DIRECTION A:
Answer these questions from the post about living with anxiety and depression, one per line, marked (i), (ii), (iii):
(i) Where did the writer spend the entire summer day before crying at home that night?
(ii) Who did the writer go there with?
(iii) What does the writer name as their ultimate goal?
DIRECTION B: Count the lines in the records that contain the word "black". Reply with the number only.

DOCUMENT EXTRACT:
———

Looking back, I now understand that I didn’t fit in because I was weird or something but because my priorities were so much different than those of any other 8th grader.

** This is where things start to get realistic and uneasy**

It wasn’t until the end of one summer day that I had realized there was something wrong with me.
I had spent the entire day at the beach watching girls sunbathe on the dock and boys poorly demonstrate cannonballs. I wasn’t like them, I had come alone with my mom and couldn’t just join them uninvited. This took a toll on my emotions. When I got home that night I laid on my bedroom floor and cried. I wasn’t exactly sure what I was crying over, I just knew that the entire day had made me sad. After a few minutes of sobbing, I began to think about things that didn’t make sense to my young mind. I began thinking about how I didn’t want to be here anymore.. and by here I didn’t mean in my room, or the apartment we were living in, but in this world. Surreal
I was only 12 years old when I had my first suicidal thoughts. I didn’t tell my mother.
Things only escalated from here.
I’m on WordPress today because I have suffered, I am suffering, and I am surviving anxiety and depression. Throughout this entire journey, I have learned more about myself than I could have ever imagined I would, I have learned more about life and other people throughout my entire struggle with mental health than I would have without it. I’m situationally depressed which means so many others are suffering the way that I am. The sad truth is I have always felt alone as if I had nowhere to turn to but to my doctor. I decided that my experience could potentially help someone else throughout their experience. My road to a healthier mental state is far from being complete but I have learned things that others may not have yet learned. My ultimate goal is to write a book about These Roaring Twenties, to give insight into what it’s really like to live with anxiety and depression, to educate, and to hopefully remove some of the stigmas that revolve around mental health.

———

EXTRACTED MATERIAL:
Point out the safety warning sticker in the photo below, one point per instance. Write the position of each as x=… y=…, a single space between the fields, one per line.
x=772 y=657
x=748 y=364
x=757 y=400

———

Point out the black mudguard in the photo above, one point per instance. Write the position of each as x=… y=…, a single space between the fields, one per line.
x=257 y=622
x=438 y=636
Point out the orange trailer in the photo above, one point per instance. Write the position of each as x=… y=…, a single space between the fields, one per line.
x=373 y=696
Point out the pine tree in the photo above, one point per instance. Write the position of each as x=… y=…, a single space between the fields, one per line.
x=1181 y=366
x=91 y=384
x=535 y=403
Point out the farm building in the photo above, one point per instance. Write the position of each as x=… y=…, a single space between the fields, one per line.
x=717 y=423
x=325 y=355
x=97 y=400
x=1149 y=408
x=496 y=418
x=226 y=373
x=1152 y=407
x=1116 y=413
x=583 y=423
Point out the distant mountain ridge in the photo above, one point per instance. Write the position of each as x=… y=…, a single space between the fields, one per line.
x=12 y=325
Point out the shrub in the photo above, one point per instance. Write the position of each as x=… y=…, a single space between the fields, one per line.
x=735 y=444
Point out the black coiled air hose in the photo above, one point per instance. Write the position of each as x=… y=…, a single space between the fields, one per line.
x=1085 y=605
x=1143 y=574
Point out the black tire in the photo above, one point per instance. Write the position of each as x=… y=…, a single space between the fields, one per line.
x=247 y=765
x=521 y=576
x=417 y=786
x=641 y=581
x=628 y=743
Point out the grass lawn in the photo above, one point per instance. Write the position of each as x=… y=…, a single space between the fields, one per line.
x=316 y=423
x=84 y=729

———

ANSWER A:
(i) At the beach.
(ii) Their mom.
(iii) To write a book about These Roaring Twenties.

ANSWER B: 3